WRITTEN TASK 1: Mark each statement yes or no against the transcript, quoting the transcript's deciding words: (a) Primary recovery got about four to six percent of the oil in place. (b) The fire flood was started in Lloydminster. (c) There was control over which way the fire went.

━━━━━━━━━━

And holy smokes, you know, and he's up and down.
And then that's fast enough.
Now we go down city streets faster than that.
But anyway, I recall that very well.
There's just new experiences to us kids, you know,
if it's someone else, you know.
Anyway.
Let's hop back to Husky for a little bit.
Okay.
I'm just, you've seen some giant changes in the oil industry in general.
And now we're starting to see a new one altogether.
I don't know, what sticks out to you from your time in working with Husky and being a part of the oil industry around Lloydminster?
In those days, we felt that if we were returned, we were.
retrieving it was it was hard to get that oil because it's an oil sand it's not like a lot of
people think it's a big pool of oil and you just ditch your pump down there and you just pump away
we called unconsolidated oil sands it's it's oil saturated in sand and the trick is to get the
oil out and leave the sand behind and on primary recovery we would we would get about
four to six percent of the oil in place they call it oil in situ
S-I-T-U. And then they were looking at all sorts of different things and we started a fire flood
in Maidstone and supposedly it was done some work in the States and the idea was to pump air
down, start a fire down there. The fire would generally feed amazingly on the carbon part of
the hydrocarbon because asphalt is high.
carbon low on hydrogen and that's hydrocarbon so the carbon hydrogen ratio is is really heavy on the
carbon side so the idea was it'll burn the heavier stuff and because it's hot the light stuff like
the we call it straight-run gasoline kerosene just light gas oil that those things would get hot
and would vaporize and it would be driven forward while the fire is building back here
And the idea sounds great.
You know, we're going to just heat up the formation down there
and we'd drive all this light products out to the producing wheel.
The problem was you had no control on which way the fire went.
And so often it would finger, instead of a nice uniform front like so,
you'd find maybe an easy access and it would head up there.
And it would head straight to the well.
because that's where the escape route was.
It would burn up the well.

━━━━━━━━━━

WRITTEN TASK 2: Please pull out every line of the rows that contains the word "leaf".

MATERIAL SHOWN:
━━━━━━━━━━

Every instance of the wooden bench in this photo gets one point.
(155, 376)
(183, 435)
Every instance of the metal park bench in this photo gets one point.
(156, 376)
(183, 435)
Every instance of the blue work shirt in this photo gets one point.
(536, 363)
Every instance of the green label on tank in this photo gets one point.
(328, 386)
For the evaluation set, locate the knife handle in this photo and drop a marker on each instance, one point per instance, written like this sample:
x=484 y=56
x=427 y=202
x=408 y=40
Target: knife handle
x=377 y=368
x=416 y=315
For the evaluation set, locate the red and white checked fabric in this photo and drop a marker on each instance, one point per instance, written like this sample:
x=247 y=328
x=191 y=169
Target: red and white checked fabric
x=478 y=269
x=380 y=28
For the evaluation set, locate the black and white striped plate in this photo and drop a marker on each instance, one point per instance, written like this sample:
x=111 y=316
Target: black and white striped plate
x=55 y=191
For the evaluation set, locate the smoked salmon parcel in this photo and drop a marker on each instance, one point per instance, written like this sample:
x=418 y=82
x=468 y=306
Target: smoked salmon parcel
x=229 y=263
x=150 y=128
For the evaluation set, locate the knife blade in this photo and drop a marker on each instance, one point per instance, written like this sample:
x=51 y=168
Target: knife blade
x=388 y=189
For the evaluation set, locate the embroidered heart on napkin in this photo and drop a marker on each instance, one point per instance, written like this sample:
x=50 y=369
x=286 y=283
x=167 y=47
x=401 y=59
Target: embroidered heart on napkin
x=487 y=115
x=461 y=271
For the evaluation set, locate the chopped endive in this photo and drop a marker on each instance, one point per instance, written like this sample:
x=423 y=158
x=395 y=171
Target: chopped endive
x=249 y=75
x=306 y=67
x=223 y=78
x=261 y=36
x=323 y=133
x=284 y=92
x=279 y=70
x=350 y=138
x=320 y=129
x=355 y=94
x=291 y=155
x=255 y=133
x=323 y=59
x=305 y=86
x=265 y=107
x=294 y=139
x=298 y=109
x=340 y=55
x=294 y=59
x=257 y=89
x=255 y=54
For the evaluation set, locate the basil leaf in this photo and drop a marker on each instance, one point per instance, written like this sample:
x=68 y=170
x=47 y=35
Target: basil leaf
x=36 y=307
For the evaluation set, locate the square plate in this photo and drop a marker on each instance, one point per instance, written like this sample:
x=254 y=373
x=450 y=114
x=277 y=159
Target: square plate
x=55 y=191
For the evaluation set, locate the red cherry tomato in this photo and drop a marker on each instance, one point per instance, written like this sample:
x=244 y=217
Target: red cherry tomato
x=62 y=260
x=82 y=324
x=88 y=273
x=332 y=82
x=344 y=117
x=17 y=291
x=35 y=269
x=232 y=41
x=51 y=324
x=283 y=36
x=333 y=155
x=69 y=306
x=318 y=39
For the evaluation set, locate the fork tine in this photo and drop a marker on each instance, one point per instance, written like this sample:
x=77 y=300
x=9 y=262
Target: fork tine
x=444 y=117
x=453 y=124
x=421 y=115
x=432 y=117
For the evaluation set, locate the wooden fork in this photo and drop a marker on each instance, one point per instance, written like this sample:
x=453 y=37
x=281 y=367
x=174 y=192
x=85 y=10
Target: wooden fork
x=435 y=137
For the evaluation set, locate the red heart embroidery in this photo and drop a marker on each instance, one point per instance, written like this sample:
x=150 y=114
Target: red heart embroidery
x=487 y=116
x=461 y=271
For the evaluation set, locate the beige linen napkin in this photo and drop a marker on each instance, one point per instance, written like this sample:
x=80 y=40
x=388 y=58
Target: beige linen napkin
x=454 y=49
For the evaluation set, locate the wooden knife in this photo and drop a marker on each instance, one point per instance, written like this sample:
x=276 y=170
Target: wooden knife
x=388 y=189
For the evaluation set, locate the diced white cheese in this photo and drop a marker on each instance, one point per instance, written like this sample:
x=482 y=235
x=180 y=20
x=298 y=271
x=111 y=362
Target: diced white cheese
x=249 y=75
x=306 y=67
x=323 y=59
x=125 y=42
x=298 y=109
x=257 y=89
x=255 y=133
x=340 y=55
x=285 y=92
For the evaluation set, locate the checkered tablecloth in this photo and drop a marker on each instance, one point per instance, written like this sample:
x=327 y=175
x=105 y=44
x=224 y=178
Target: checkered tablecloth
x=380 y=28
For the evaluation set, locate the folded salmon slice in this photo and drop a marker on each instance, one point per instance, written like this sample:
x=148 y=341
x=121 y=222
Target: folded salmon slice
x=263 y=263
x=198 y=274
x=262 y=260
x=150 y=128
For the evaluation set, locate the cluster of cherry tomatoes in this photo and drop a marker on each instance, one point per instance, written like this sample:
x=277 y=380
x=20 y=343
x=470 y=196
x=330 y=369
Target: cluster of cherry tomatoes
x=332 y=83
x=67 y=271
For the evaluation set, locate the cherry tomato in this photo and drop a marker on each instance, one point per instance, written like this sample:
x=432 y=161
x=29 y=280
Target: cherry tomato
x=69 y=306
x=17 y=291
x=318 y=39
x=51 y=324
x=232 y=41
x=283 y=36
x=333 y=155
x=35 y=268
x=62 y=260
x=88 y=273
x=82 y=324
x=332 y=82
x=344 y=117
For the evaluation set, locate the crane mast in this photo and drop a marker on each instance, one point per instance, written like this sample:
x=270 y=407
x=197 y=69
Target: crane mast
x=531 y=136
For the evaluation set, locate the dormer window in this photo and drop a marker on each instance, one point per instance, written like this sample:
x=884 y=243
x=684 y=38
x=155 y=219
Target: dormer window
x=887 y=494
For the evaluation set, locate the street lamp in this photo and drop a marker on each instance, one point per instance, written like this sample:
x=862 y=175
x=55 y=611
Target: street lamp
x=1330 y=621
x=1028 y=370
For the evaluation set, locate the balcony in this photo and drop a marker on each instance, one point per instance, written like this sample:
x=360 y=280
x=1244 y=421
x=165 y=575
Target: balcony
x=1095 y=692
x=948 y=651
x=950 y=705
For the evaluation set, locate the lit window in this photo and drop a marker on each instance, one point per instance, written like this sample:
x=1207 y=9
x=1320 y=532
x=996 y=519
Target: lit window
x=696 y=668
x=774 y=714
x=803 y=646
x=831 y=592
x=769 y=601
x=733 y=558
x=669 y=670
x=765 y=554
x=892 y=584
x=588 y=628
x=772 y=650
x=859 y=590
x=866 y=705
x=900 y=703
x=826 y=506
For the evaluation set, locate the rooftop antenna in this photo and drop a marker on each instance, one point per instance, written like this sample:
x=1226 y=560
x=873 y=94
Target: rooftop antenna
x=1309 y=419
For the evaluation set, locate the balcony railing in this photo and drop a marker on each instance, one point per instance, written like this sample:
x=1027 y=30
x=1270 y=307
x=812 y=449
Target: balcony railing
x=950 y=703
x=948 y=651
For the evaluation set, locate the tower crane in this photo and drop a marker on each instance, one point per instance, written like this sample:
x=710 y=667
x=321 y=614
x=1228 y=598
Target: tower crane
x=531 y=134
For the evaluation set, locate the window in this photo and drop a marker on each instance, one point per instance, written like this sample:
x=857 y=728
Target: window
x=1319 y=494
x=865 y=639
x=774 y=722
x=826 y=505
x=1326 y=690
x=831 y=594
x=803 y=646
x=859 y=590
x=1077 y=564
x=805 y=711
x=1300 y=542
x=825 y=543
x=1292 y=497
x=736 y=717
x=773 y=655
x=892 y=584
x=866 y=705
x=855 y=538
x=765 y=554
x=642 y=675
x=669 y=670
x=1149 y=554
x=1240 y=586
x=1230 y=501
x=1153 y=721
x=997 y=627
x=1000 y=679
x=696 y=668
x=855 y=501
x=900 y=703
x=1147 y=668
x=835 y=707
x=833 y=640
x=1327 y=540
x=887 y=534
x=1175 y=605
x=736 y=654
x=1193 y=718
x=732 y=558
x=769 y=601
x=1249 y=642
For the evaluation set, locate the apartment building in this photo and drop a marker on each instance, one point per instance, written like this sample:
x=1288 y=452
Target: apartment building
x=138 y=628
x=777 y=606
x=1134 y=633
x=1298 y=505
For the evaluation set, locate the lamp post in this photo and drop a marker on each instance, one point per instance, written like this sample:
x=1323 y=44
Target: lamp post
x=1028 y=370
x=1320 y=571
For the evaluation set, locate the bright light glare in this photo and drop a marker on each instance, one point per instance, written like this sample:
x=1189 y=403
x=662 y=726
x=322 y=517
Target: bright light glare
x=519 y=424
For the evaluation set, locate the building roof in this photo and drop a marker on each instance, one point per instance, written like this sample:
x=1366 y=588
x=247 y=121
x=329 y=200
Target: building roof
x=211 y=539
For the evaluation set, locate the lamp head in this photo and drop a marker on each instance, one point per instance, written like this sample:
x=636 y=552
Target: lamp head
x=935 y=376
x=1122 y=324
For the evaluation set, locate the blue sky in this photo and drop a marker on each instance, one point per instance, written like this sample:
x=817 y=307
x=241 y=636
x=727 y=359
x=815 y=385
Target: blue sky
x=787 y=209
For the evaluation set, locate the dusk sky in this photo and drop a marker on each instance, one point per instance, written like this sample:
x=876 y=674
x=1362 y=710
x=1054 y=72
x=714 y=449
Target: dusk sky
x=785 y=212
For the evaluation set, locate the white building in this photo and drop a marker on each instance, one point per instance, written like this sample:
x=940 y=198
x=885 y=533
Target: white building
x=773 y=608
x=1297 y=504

━━━━━━━━━━

FULL RESPONSE 1:
(a) Yes: "we would get about four to six percent of the oil in place"
(b) No: "we started a fire flood in Maidstone"
(c) No: "The problem was you had no control on which way the fire went."

FULL RESPONSE 2:
For the evaluation set, locate the basil leaf in this photo and drop a marker on each instance, one point per instance, written like this sample:
Target: basil leaf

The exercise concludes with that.